Script LB letters WB letters LB letter at WB
Latn NO NO NA
Hani YES YES NO
Thai YES YES YES
A* YES NO NA
B* NO YES NA

Scripts A and B are placeholders for potential scripts with the following behavior:

  • A: Words are not broken between letters, but line breaks can be between letters. Example: a script that uses spaces but still allows mid-word line breaks. Think of Japanese but with spaces.
  • B: Lines are not broken between letters, but words can be broken between letters. Example: a script that uses spaces and always wraps lines at spaces, but contains compound words that are split between letters. Think of German with long compound words being split up in the WordSegmenter but not the LineSegmenter.

I think my original proposal can fully express this, though a bit differently:

Script LB letters (existing) Complex Segmentation Required
Latn NO NO
Hani YES W
Thai YES WL
A YES NO
B NO W

I think NO+WL is not possible because the complex segmentation for line break implies line breaks between letters.

sffc avatar Sep 08 '25 04:09 sffc

I see that there was a question about whether there is a boolean-returning API for “LB Letters”. The answer is yes, in both ICU4C & ICU4J. https://unicode-org.github.io/icu-docs/apidoc/released/icu4j/com/ibm/icu/lang/UScript.html#breaksBetweenLetters-int-

markusicu avatar Sep 09 '25 20:09 markusicu

Markus pointed out scripts like Javanese, which have line breaks between orthographic syllables, (also Balinese, Brahmi, Kawi, ...), but require a dictionary for word breaks.

Example: http://efele.net/udhr/d/udhr_jav_java.html

sffc avatar Nov 03 '25 19:11 sffc
_____
EXERCISES:
1 > Summarize the discussion of script line and word breaking in two sentences.
2 > Write out the part of the discussion of script line and word breaking that opens with the words containing "markusicu avatar Sep" and closes with "for word breaks.".

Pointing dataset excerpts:
_____
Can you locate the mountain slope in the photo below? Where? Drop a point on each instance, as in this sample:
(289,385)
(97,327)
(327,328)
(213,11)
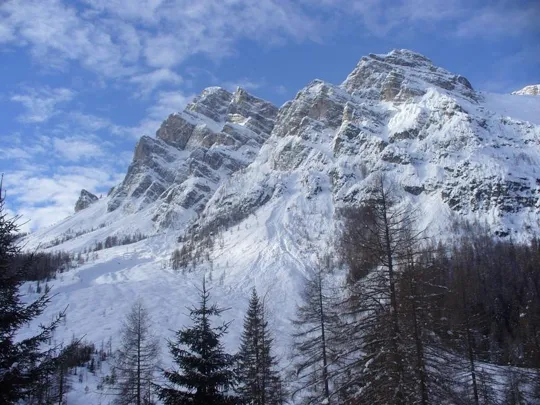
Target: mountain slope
(255,193)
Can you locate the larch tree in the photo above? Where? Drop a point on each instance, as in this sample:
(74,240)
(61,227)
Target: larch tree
(259,382)
(23,362)
(136,359)
(205,373)
(378,241)
(314,339)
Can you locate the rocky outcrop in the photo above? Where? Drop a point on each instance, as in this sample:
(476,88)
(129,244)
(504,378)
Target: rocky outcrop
(533,90)
(229,155)
(194,151)
(401,75)
(85,199)
(426,128)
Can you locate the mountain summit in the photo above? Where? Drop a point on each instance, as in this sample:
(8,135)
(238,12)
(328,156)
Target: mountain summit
(250,194)
(532,90)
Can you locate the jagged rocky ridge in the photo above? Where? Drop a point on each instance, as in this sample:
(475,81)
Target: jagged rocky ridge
(85,199)
(255,192)
(194,151)
(228,155)
(532,90)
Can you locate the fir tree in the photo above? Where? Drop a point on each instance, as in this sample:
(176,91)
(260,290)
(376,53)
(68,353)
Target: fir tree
(136,359)
(259,383)
(205,373)
(22,362)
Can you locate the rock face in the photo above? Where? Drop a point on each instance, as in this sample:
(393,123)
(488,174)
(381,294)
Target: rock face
(425,128)
(453,152)
(401,75)
(85,199)
(533,90)
(194,151)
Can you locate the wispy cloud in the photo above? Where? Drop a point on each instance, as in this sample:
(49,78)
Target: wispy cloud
(166,103)
(150,81)
(121,38)
(44,199)
(40,104)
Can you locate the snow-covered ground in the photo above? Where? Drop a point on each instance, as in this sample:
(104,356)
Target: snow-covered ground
(445,147)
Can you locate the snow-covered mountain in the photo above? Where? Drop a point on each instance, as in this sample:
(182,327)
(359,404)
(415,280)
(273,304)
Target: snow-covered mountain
(532,90)
(254,191)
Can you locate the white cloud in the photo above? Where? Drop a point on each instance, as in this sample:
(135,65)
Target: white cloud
(245,83)
(74,149)
(43,199)
(120,38)
(40,103)
(166,103)
(150,81)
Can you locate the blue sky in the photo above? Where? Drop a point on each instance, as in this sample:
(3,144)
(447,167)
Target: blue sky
(81,81)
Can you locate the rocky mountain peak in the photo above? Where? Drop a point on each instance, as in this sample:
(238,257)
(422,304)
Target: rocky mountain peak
(532,90)
(85,199)
(401,75)
(218,133)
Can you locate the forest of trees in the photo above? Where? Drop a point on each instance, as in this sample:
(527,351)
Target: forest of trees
(416,321)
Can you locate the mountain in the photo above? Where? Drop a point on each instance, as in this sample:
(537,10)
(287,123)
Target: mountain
(85,199)
(252,193)
(532,90)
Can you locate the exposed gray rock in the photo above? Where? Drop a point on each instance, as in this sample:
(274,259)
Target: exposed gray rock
(194,151)
(85,199)
(532,90)
(400,76)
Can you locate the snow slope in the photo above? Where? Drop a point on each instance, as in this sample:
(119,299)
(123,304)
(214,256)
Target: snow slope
(263,221)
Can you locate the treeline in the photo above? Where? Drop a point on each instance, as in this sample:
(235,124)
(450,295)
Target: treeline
(41,266)
(417,322)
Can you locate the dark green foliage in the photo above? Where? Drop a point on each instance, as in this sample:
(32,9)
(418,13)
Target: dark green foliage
(259,382)
(205,373)
(42,265)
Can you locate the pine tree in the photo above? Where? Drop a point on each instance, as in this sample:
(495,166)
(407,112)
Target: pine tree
(259,383)
(206,372)
(23,363)
(314,340)
(136,359)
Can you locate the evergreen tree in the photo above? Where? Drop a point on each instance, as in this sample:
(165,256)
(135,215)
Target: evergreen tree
(136,359)
(314,340)
(259,381)
(23,363)
(205,373)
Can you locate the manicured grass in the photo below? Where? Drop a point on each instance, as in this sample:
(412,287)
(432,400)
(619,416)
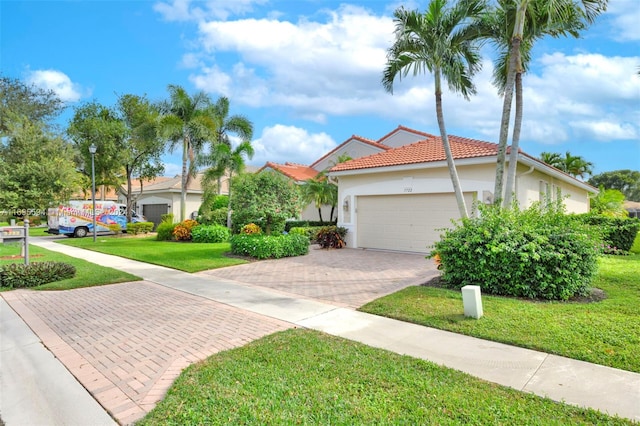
_____
WRITTEN ANSWERS:
1 > The discussion compares scripts by whether line breaks and word breaks can fall between letters, using placeholder scripts A and B for cases where only one of the two is allowed. It argues that the original proposal, with a column marking whether complex segmentation is required, can express this, and it notes that ICU4C and ICU4J have a boolean-returning API for breaks between letters and that scripts like Javanese break lines between orthographic syllables but need a dictionary for word breaks.

2 >
markusicu avatar Sep 09 '25 20:09 markusicu

Markus pointed out scripts like Javanese, which have line breaks between orthographic syllables, (also Balinese, Brahmi, Kawi, ...), but require a dictionary for word breaks.